======== Source material
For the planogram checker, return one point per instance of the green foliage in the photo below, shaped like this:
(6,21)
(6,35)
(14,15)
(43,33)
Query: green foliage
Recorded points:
================
Objective:
Put the lines above into a Markdown table with the columns Row and Line, numbering each row and omitting any blank lines.

Full response:
| Row | Line |
|---|---|
| 1 | For the planogram checker, return one point per instance of the green foliage in the photo below, shaped like this: |
| 2 | (6,21) |
| 3 | (6,35) |
| 4 | (14,15) |
| 5 | (43,33) |
| 6 | Query: green foliage |
| 7 | Recorded points: |